PROBLEMS AND TASKS:
A - In the Flink pull request post, what does the PR generalize the data structure `InternalTimerHeap` into?
B - Do these statements agree with the Flink pull request post? For each, answer yes or no and quote the deciding words. (i) The pull request has the number 6227. (ii) Timers are a concept from flink-runtime. (iii) State/backend related code lives in flink-runtime.
C - Carry on the Flink pull request post, starting right after its final sentence.

PASSAGE GIVEN:
------------------------------
You are viewing a plain text version of this content. The canonical link for it is here.
Posted to issues@flink.apache.org by StefanRRichter <gi...@git.apache.org> on 2018/06/29 08:47:15 UTC

[GitHub] flink pull request #6227: Heap abstractions rocks

GitHub user StefanRRichter opened a pull request:

    https://github.com/apache/flink/pull/6227

    Heap abstractions rocks

    ## What is the purpose of the change
    
    This PR is another step towards integrating the timer state with the keyed state backends.
    
    First, the PR generalizes the data structure `InternalTimerHeap` to `InternalPriorityQueue` so that the functionality of a heap-set-organized state is decoupled from storing timers. The main reason for this is that state/backend related code lives in flink-runtime and timers are a concept from flink-streaming.
------------------------------
EXTRACTED INFORMATION:

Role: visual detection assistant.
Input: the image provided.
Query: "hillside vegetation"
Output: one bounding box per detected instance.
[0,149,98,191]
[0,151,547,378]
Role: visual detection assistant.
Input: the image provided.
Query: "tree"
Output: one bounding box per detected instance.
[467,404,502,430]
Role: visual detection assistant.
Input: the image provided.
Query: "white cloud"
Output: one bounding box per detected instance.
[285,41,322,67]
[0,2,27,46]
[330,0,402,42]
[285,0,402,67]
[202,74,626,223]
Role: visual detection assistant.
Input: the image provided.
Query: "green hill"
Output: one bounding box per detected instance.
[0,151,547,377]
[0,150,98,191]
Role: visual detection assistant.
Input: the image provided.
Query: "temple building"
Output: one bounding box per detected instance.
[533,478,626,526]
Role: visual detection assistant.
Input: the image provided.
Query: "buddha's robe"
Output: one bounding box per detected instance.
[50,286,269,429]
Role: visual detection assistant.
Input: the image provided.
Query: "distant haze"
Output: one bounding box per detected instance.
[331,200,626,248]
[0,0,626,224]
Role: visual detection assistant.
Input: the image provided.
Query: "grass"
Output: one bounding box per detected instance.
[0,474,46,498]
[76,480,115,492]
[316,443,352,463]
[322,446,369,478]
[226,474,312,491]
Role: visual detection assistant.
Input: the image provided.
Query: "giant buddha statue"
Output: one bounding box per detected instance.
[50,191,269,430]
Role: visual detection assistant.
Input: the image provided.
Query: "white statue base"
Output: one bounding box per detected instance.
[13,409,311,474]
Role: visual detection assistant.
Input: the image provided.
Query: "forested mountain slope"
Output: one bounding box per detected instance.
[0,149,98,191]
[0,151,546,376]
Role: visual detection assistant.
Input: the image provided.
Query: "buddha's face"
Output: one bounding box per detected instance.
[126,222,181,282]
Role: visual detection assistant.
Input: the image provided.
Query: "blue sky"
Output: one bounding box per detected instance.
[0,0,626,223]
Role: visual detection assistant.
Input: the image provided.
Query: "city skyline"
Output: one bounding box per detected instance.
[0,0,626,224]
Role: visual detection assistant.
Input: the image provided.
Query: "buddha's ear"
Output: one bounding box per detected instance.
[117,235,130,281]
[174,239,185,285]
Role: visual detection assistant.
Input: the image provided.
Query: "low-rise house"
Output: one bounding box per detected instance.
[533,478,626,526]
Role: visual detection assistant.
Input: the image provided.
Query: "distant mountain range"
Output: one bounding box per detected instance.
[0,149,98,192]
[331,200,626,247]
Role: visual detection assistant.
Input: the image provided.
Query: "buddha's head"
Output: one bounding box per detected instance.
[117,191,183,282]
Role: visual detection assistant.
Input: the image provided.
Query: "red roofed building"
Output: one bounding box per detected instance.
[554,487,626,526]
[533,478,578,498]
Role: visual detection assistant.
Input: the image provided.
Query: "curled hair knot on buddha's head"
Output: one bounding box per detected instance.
------------------------------
RESULTS OF THE TASKS:
A - `InternalPriorityQueue`

B -
(i) Yes: "flink pull request #6227"
(ii) No: "timers are a concept from flink-streaming"
(iii) Yes: "state/backend related code lives in flink-runtime"

C -
    
    Second, the PR also introduced an implementation of `InternalPriorityQueue` with set semantics (i.e. the data structure we require to manage timers) that is based on RocksDB. State in RocksDB is always partitioned into key-groups, so the general idea is to organize the implementation as a heap-of-heaps, where each sub-heap represents elements from exactly one key-group, that merges by priority over the key-group boundaries. The implementation reuses the in-memory implementation of `InternalPriorityQueue` (without set-properties) as the super-heap that holds the sub-heaps. Further more each sub-heap is an instance of `CachingInternalPriorityQueueSet`, consisting of a "fast", "small" cache (`OrderedSetCache`) and a "slow", "unbounded" store (`OrderedSetStore`), currently applying simple write-through synchronization between cache and store. In the current implementation, the cache is based on a an AVL-Tree and restricted in capacity. The store is backed by a RocksDB column family. 
 We utilize caching to reduced read-accesses to RocksDB.
    
    Please note that the RocksDB implementation is currently not yet integrated with the timer service or the backend. This will happen in the next steps.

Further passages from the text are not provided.